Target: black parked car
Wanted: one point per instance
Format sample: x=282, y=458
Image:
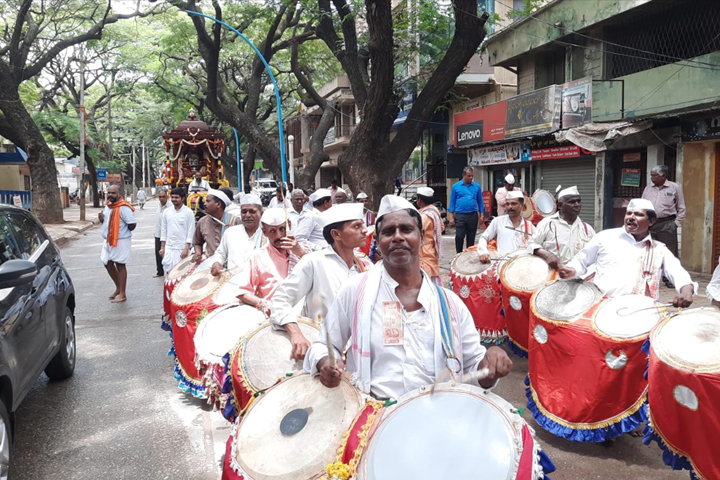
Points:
x=37, y=322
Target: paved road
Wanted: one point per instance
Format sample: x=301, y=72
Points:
x=121, y=415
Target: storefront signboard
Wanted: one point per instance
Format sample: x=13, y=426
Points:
x=630, y=177
x=577, y=102
x=499, y=154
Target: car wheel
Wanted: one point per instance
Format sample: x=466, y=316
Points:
x=5, y=443
x=63, y=363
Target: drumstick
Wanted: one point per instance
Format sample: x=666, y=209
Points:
x=519, y=231
x=659, y=305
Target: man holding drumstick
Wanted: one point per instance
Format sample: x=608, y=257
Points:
x=392, y=314
x=629, y=261
x=560, y=236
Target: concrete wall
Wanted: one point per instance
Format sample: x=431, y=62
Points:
x=698, y=182
x=663, y=89
x=11, y=178
x=539, y=30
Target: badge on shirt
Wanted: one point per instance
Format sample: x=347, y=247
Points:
x=392, y=323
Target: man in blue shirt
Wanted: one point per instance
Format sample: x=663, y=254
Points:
x=465, y=204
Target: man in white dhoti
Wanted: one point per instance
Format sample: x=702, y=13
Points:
x=178, y=229
x=393, y=316
x=559, y=237
x=118, y=223
x=310, y=231
x=318, y=275
x=511, y=231
x=629, y=261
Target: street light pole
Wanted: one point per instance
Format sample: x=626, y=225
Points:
x=291, y=141
x=82, y=133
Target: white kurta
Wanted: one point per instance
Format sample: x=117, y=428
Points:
x=553, y=232
x=235, y=249
x=397, y=369
x=508, y=240
x=713, y=288
x=178, y=228
x=617, y=257
x=322, y=272
x=310, y=231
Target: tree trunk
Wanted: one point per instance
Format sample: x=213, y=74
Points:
x=41, y=161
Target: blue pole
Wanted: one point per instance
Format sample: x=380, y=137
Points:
x=237, y=156
x=272, y=78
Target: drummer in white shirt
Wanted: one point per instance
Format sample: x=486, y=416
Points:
x=392, y=317
x=318, y=275
x=628, y=261
x=308, y=230
x=560, y=236
x=511, y=231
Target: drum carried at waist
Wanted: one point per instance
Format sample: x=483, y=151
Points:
x=191, y=301
x=520, y=277
x=293, y=431
x=586, y=372
x=478, y=286
x=180, y=271
x=684, y=386
x=454, y=432
x=215, y=337
x=258, y=361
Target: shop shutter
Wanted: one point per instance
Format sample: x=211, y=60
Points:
x=580, y=172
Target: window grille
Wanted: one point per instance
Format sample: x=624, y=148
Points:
x=652, y=37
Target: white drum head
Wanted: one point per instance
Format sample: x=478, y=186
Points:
x=181, y=269
x=264, y=452
x=195, y=287
x=526, y=273
x=451, y=434
x=227, y=293
x=219, y=332
x=627, y=316
x=690, y=340
x=544, y=202
x=566, y=300
x=468, y=264
x=266, y=354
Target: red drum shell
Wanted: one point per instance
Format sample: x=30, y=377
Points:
x=687, y=432
x=481, y=294
x=571, y=378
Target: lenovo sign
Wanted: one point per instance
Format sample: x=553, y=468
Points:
x=469, y=134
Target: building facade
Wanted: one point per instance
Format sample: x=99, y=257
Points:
x=606, y=91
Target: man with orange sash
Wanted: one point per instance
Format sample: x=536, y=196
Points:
x=118, y=223
x=629, y=261
x=271, y=264
x=318, y=275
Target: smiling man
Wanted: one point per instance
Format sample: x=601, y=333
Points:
x=559, y=237
x=629, y=261
x=392, y=317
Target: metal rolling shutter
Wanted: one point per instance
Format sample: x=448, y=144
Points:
x=571, y=172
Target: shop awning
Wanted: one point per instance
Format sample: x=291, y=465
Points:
x=596, y=137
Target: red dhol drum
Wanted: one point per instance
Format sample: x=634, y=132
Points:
x=180, y=271
x=449, y=432
x=259, y=361
x=684, y=387
x=216, y=335
x=191, y=302
x=292, y=432
x=520, y=277
x=586, y=372
x=477, y=284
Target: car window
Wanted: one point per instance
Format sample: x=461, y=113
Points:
x=8, y=246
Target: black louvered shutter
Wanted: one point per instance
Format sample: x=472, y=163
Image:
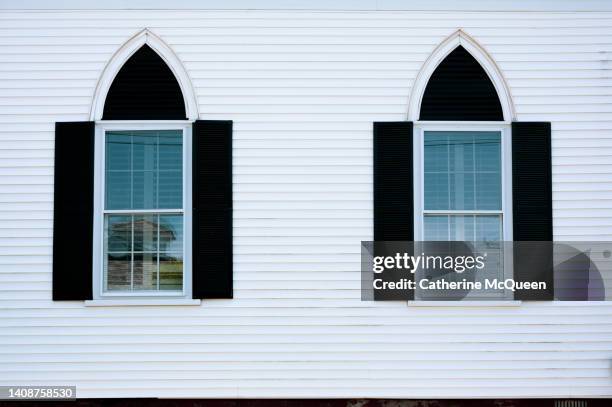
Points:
x=212, y=209
x=393, y=183
x=532, y=207
x=73, y=211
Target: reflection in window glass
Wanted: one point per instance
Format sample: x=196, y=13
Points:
x=143, y=249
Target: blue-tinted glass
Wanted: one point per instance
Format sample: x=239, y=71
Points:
x=170, y=189
x=145, y=233
x=118, y=232
x=144, y=189
x=118, y=152
x=463, y=227
x=170, y=152
x=118, y=190
x=145, y=152
x=144, y=169
x=436, y=227
x=170, y=271
x=462, y=170
x=488, y=228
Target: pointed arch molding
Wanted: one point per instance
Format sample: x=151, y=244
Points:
x=124, y=53
x=460, y=38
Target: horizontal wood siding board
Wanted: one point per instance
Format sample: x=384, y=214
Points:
x=299, y=215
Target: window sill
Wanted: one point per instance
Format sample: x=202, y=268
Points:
x=143, y=302
x=458, y=304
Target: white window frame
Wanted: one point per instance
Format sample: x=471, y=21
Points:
x=504, y=128
x=99, y=203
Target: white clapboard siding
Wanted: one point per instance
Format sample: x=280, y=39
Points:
x=303, y=88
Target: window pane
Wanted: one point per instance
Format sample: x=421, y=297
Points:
x=462, y=170
x=118, y=190
x=118, y=233
x=145, y=233
x=144, y=169
x=170, y=233
x=463, y=227
x=145, y=271
x=143, y=252
x=117, y=271
x=118, y=152
x=170, y=271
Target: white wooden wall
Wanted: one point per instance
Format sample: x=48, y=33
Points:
x=303, y=89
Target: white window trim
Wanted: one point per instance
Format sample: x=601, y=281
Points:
x=98, y=260
x=456, y=39
x=124, y=53
x=506, y=166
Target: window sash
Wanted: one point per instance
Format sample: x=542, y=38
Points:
x=100, y=211
x=506, y=189
x=419, y=173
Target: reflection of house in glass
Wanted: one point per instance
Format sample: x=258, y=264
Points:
x=135, y=261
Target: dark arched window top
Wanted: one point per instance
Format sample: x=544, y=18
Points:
x=460, y=89
x=144, y=89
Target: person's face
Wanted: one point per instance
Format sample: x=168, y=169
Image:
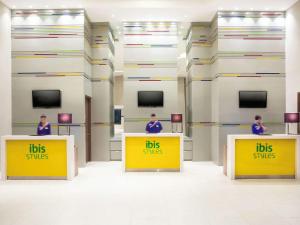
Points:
x=43, y=120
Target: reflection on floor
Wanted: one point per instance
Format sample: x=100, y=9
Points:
x=103, y=195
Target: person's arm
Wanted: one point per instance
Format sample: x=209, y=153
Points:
x=49, y=129
x=160, y=126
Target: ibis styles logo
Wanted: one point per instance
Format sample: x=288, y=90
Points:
x=37, y=152
x=152, y=148
x=264, y=151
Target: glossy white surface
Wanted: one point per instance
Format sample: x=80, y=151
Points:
x=231, y=149
x=70, y=151
x=103, y=195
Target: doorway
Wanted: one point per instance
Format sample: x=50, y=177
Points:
x=88, y=129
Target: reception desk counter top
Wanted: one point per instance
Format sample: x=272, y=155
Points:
x=37, y=157
x=263, y=156
x=152, y=152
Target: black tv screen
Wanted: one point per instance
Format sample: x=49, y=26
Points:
x=253, y=99
x=150, y=99
x=46, y=99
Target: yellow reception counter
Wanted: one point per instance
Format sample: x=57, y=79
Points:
x=37, y=157
x=152, y=152
x=263, y=156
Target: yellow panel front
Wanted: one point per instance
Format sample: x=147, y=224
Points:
x=265, y=157
x=152, y=153
x=36, y=158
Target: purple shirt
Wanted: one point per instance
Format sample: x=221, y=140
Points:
x=257, y=129
x=44, y=130
x=154, y=127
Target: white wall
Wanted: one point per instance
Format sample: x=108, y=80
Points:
x=5, y=70
x=64, y=69
x=292, y=57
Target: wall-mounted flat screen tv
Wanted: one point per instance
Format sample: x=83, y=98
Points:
x=253, y=99
x=46, y=98
x=150, y=99
x=64, y=118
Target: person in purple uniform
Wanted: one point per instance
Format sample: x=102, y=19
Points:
x=44, y=127
x=154, y=126
x=258, y=127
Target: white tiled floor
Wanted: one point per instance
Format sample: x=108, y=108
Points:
x=103, y=195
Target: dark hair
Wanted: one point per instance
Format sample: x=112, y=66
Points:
x=257, y=117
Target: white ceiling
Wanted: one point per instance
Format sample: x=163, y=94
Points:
x=115, y=11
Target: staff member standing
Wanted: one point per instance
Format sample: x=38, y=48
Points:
x=258, y=127
x=44, y=127
x=154, y=126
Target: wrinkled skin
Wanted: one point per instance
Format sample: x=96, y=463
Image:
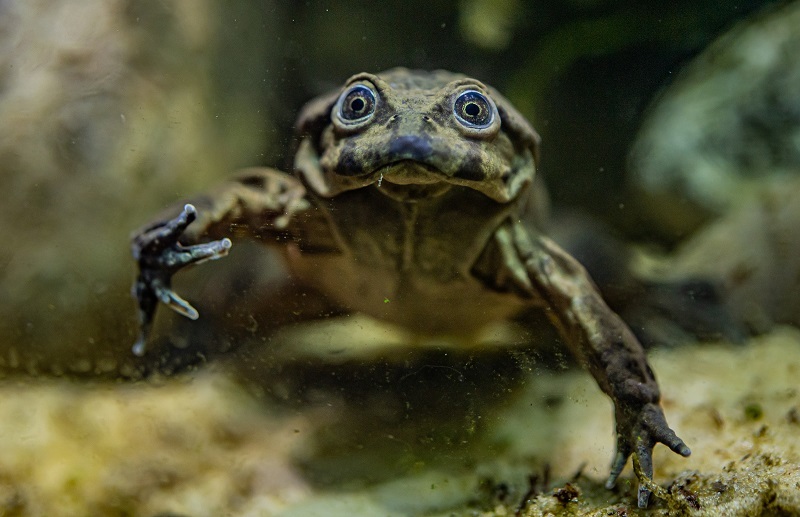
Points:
x=417, y=187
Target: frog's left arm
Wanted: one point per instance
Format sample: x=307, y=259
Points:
x=535, y=267
x=258, y=201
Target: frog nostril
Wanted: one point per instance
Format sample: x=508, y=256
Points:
x=410, y=147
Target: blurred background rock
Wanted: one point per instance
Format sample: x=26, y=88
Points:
x=113, y=109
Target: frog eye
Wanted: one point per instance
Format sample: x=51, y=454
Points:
x=356, y=104
x=474, y=110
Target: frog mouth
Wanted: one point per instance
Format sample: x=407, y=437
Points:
x=410, y=180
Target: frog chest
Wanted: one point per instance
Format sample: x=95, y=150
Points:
x=397, y=258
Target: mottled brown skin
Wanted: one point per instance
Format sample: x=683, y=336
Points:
x=414, y=187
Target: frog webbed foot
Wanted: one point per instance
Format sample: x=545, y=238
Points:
x=639, y=429
x=160, y=255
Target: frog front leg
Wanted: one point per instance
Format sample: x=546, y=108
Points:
x=258, y=202
x=535, y=267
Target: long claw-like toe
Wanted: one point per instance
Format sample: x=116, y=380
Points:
x=160, y=255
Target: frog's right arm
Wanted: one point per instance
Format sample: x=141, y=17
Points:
x=258, y=201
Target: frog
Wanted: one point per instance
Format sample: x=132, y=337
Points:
x=417, y=188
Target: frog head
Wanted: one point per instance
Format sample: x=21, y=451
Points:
x=414, y=135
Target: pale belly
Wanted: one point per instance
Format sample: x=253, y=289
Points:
x=409, y=264
x=461, y=307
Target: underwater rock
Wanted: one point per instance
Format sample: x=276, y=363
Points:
x=104, y=115
x=728, y=125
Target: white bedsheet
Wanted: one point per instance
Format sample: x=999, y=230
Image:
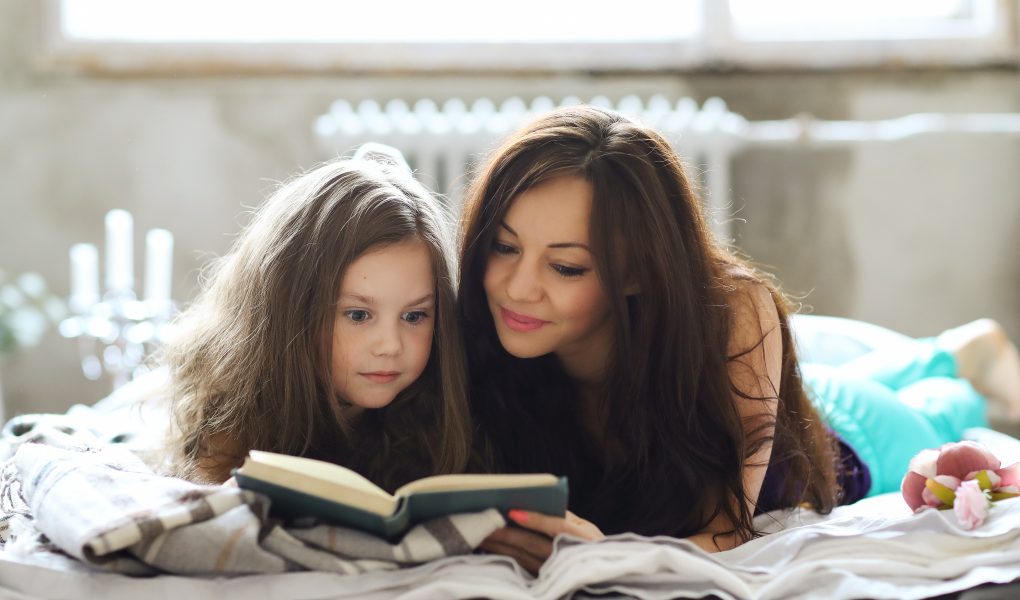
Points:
x=873, y=549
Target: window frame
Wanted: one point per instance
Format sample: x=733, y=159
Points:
x=715, y=48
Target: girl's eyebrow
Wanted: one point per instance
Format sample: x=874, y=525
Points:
x=556, y=245
x=369, y=300
x=422, y=300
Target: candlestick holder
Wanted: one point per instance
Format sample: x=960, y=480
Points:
x=116, y=335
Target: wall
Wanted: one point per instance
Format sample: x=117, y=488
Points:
x=917, y=236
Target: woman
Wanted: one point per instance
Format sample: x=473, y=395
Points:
x=613, y=341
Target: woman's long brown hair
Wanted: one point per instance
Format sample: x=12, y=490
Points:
x=253, y=361
x=668, y=399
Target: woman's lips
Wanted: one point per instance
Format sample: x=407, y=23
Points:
x=380, y=377
x=520, y=322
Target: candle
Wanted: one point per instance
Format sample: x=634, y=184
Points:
x=84, y=277
x=158, y=265
x=119, y=251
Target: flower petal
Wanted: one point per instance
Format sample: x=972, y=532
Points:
x=1010, y=475
x=960, y=458
x=924, y=463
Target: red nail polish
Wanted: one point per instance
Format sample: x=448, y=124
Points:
x=518, y=515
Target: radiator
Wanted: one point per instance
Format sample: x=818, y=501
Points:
x=444, y=144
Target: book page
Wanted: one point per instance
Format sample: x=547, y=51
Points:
x=320, y=479
x=451, y=483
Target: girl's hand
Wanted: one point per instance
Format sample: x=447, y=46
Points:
x=531, y=545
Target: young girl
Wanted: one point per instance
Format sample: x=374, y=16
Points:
x=327, y=331
x=612, y=341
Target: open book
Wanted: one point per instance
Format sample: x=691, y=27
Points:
x=308, y=488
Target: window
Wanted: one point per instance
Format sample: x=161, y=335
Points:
x=524, y=36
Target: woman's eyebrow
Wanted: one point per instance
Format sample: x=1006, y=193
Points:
x=555, y=245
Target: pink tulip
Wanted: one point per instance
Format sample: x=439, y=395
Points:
x=949, y=465
x=971, y=506
x=961, y=458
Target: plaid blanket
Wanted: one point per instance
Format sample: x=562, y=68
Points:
x=99, y=503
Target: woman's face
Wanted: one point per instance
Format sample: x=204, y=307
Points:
x=543, y=290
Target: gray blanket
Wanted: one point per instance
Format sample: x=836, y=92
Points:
x=113, y=516
x=100, y=504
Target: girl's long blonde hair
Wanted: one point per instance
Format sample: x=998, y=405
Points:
x=252, y=364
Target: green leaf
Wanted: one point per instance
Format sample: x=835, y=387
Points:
x=946, y=495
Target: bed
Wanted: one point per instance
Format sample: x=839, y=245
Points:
x=872, y=549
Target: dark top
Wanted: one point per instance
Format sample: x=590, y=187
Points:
x=852, y=475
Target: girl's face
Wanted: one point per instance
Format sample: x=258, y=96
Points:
x=541, y=283
x=384, y=331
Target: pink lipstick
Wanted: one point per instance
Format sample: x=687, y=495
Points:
x=520, y=322
x=380, y=377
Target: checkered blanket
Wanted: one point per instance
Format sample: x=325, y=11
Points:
x=60, y=490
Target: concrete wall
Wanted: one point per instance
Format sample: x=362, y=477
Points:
x=918, y=235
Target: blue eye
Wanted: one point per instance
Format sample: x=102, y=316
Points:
x=569, y=271
x=414, y=316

* * * * *

What the task requires
Display every line of the listing that contains the string "skin".

Result of the exercise
Target: wrinkled skin
Target: mottled brown skin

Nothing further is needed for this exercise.